SEZIONE DEL DOCUMENTO
------------------------------
Massimo Cellino ha avuto paura?

«Ho avuto molta paura. Tre miei dipendenti sono in ospedale, la segretaria c’è stata addirittura un mese. Più che paura è terrore. Mi misuravo la temperatura in continuazione e non avevo il coraggio di togliere il termometro per controllarlo. Una volta ha suonato, ho iniziato a sudare e tremare. È tutto così assurdo. Come quel mese…».

Il riferimento è al periodo passato in prigione.

«Quella è una ferita socchiusa che porto dentro. Questo maledetto coronavirus l’ha riaperta. Sono due situazioni diverse ma allo stesso tempo simili. E come allora, c’è solo un modo per far passare le giornate più velocemente: star svegli la notte e andare a dormire la mattina alle 8. I bresciani? Stanno soffrendo in silenzio e affrontando questa emergenza con dignità. Meritano rispetto».

A Cagliari ha fatto una donazione importante…

«Inizialmente l’idea era rivolta proprio a Brescia. Ho chiamato un amico medico a Cagliari per aiutarmi ad acquistare quindici ventilatori e mi ha risposto: “non è così semplice, tra l’altro in Sardegna non ne abbiamo tantissimi”. Sono rimasto allibito. Solo a Brescia ce n’erano duecentocinquanta, duemila circa nell’intera Lombardia. Mi son detto: “se succede qualcosa nell’Isola muoiono tutti come zanzare”. Così ho deciso di darli all’ospedale Santissima Trinità. I primi dieci sono già stati consegnati, gli altri arriveranno entro maggio, spero».

Come vede Cellino il calcio ai tempi del coronavirus?
------------------------------
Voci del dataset
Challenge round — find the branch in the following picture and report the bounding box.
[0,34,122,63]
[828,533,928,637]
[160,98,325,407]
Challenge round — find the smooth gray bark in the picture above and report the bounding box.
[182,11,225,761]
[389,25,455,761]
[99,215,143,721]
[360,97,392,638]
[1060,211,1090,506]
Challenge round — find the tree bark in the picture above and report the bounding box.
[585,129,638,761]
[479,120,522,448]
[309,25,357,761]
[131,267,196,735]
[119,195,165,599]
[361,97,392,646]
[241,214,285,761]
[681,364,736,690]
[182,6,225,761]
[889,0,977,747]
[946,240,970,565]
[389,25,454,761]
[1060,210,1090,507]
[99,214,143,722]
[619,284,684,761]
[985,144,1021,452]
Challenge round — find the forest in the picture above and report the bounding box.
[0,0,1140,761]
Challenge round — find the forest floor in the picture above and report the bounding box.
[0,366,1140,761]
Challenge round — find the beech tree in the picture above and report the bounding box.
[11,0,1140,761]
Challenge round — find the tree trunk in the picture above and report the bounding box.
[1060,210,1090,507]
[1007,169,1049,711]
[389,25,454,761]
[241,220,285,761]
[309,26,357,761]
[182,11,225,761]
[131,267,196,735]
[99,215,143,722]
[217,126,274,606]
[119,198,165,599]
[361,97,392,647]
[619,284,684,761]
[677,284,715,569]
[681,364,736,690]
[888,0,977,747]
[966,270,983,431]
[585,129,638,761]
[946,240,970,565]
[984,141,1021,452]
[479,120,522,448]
------------------------------
COSA FARE
Nell'intervista a Massimo Cellino, a quale ospedale lui ha deciso di dare i ventilatori? L'elenco proviene da un'altra fonte.

RISPOSTA
All'ospedale Santissima Trinità.